Excerpt -
____________

THE TOTAL number of Americans who have died as a result of coronavirus has now surpassed the number of Americans who died in World War Two.
As of yesterday, a John Hopkins University tracker showed that 405,400 people in America have now died from the virus - topping the 405,399 American soldiers and civilians who died between 1939 and 1945 during human civilisation's bloodiest war.
Worldwide, there have been over 96 million confirmed cases of Covid-19 since the outbreak began over a year ago.
The United States is the worst-hit nation, with its citizens accounting for around one-fifth of the two million global Covid-19 deaths.
President Joe Biden has said that tackling the coronavirus crisis will be his administration's number one priority, following what many in the country see as a period of extreme mismanagement on behalf of Donald Trump.
"We need all our strength to persevere through this dark winter," Biden said during his inauguration on Wednesday,
"We're entering what may be the toughest and deadliest period of the virus."
Biden's administration is targeting the inoculation of 100 million Americans in 100 days.
They also hope to revive and revamp and vaccination rollout programme that had run aground during the last few weeks of Trump's time in office.

____________

Supplied information -
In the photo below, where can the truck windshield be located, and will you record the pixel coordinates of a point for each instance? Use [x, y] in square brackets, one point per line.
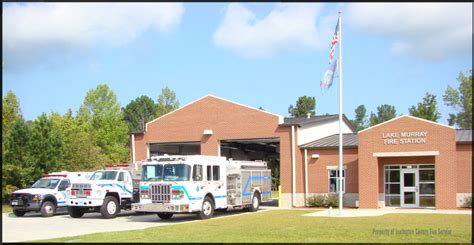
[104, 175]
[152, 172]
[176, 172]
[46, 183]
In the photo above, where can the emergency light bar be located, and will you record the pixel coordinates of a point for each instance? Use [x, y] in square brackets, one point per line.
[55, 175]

____________

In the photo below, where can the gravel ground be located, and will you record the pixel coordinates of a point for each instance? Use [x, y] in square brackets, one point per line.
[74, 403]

____________

What to do -
1 - Summarize the coronavirus death-toll article in two sentences.
2 - Rewrite the coronavirus death-toll article from "As of yesterday, a" to "civilisation's bloodiest war.", replacing "tracker" with "dashboard".

Answers given -
1 - According to a Johns Hopkins University tracker, 405,400 Americans have died from coronavirus, more than the 405,399 who died in World War Two, and the United States accounts for around one-fifth of the two million Covid-19 deaths worldwide. President Joe Biden has called tackling the crisis his administration's top priority, and his administration aims to inoculate 100 million Americans in 100 days and revive a vaccination rollout that ran aground in the last weeks of Trump's time in office.

2 -
As of yesterday, a John Hopkins University dashboard showed that 405,400 people in America have now died from the virus - topping the 405,399 American soldiers and civilians who died between 1939 and 1945 during human civilisation's bloodiest war.